Your objective: Filter the items below and copy out every line that contains the word "nightstand".

(Bounding-box records)
——————————

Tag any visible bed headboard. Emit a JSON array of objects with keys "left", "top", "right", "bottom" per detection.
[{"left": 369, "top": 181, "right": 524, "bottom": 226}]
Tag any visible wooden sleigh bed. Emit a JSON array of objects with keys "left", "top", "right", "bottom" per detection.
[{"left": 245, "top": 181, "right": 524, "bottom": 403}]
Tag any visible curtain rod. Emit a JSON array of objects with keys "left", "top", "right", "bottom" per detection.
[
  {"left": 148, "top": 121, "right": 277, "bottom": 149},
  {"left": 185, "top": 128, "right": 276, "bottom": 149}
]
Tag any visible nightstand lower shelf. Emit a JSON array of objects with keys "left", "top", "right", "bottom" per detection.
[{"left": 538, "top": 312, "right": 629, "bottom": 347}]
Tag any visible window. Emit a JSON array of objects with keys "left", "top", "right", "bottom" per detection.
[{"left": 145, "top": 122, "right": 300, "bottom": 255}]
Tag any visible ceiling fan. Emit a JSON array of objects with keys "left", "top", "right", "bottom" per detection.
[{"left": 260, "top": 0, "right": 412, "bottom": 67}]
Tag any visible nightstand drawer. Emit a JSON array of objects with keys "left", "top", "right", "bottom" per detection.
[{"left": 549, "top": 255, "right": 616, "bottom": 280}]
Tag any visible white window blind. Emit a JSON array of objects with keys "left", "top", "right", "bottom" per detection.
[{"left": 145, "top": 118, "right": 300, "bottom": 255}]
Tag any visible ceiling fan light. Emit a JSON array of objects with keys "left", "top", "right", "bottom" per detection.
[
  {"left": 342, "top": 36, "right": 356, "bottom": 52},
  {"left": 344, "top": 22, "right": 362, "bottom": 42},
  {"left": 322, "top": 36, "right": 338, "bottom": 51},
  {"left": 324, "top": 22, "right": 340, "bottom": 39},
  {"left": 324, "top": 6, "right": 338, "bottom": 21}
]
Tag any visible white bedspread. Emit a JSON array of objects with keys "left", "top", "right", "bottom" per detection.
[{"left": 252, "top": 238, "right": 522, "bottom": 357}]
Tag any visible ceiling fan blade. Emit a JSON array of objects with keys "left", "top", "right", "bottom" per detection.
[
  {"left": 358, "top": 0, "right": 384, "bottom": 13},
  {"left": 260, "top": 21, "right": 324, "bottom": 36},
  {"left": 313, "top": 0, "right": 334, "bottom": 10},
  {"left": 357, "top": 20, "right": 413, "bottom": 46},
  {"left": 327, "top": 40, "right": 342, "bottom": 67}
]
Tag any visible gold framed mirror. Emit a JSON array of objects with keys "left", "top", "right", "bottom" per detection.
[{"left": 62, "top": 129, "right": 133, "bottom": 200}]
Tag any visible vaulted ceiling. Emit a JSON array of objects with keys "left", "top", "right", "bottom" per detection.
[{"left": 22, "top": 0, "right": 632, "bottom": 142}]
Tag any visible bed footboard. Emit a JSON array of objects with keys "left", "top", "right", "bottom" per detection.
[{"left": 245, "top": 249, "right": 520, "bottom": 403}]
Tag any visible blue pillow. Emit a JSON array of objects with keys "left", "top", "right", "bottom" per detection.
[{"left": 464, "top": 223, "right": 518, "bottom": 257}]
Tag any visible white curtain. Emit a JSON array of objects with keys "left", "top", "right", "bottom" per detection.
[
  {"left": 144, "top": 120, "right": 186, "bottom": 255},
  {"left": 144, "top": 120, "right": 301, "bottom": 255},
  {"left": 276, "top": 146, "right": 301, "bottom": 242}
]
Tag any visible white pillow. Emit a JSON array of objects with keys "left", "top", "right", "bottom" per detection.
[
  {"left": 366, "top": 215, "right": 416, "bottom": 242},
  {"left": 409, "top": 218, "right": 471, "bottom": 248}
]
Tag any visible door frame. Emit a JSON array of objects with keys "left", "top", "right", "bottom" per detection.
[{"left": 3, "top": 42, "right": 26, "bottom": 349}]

——————————

The completed task:
Tag any visible nightstand lower shelf. Emit a JSON array of objects with keys "left", "top", "right", "bottom" per detection.
Tag any visible nightstand drawer. Emit a JSON array of objects with keys "left", "top", "right", "bottom" per detection.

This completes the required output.